BRIEF :: Scan the records for lines with the string "finial". Say how many there are, and add nothing.

Items from a dataset ::
===============

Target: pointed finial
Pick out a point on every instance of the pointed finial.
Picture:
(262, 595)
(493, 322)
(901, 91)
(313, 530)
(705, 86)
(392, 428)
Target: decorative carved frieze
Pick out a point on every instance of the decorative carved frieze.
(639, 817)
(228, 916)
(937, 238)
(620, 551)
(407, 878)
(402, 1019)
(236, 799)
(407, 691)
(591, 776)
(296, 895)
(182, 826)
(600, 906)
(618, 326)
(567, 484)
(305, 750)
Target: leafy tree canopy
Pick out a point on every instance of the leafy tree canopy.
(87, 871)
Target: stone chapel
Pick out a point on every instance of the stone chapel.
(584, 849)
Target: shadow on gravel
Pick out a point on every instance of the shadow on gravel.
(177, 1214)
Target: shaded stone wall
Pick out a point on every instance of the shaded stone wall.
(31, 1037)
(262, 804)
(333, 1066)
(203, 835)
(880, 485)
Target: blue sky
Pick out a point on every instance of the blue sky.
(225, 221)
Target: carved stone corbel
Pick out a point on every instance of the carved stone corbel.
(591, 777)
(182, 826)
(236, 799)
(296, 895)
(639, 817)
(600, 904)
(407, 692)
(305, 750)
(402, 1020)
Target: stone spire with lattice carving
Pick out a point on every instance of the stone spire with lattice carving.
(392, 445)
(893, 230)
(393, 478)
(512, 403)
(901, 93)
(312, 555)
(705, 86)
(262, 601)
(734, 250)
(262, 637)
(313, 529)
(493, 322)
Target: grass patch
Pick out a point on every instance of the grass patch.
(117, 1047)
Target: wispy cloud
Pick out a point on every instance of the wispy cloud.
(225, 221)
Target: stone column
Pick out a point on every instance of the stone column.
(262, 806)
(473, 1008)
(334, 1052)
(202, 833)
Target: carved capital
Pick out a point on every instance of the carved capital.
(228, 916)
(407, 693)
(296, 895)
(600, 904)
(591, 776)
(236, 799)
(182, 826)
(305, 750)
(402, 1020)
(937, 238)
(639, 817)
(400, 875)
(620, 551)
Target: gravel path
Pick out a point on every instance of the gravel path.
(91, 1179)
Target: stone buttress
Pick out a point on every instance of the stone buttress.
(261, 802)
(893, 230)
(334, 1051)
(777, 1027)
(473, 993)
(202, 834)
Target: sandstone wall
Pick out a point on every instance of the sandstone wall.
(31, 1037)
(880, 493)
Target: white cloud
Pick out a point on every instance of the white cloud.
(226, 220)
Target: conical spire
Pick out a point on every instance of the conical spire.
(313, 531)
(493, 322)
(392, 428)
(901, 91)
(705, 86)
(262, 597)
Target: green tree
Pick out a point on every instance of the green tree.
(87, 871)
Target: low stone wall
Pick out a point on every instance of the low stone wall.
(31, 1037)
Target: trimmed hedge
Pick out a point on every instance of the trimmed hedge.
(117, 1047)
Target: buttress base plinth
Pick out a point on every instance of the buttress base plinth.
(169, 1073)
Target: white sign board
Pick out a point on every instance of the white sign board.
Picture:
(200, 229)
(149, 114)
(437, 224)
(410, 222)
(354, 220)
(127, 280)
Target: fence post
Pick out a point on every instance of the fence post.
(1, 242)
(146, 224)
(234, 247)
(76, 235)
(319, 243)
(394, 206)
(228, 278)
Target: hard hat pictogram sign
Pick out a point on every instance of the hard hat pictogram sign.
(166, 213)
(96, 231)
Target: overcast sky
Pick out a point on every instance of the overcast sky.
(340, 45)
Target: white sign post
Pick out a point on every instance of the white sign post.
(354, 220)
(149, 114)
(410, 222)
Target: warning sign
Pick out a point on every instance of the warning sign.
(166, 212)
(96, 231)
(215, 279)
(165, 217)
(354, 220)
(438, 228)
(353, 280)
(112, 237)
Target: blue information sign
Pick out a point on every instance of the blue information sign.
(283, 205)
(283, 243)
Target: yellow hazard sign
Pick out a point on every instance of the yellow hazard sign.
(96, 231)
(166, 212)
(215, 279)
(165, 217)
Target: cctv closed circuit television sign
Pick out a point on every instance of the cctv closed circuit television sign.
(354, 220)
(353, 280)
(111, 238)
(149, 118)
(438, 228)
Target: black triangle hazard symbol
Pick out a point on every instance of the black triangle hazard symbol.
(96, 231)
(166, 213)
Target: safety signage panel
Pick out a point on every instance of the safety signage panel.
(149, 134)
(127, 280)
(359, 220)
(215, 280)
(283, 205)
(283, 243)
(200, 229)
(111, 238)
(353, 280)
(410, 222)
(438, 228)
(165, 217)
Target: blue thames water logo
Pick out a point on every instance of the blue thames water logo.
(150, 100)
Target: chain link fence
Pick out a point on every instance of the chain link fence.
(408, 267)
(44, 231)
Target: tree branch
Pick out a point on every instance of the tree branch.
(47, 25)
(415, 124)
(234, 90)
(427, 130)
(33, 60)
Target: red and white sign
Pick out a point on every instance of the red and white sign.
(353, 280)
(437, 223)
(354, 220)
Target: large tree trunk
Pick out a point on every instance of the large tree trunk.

===============

EXPECTED ANSWER :: 2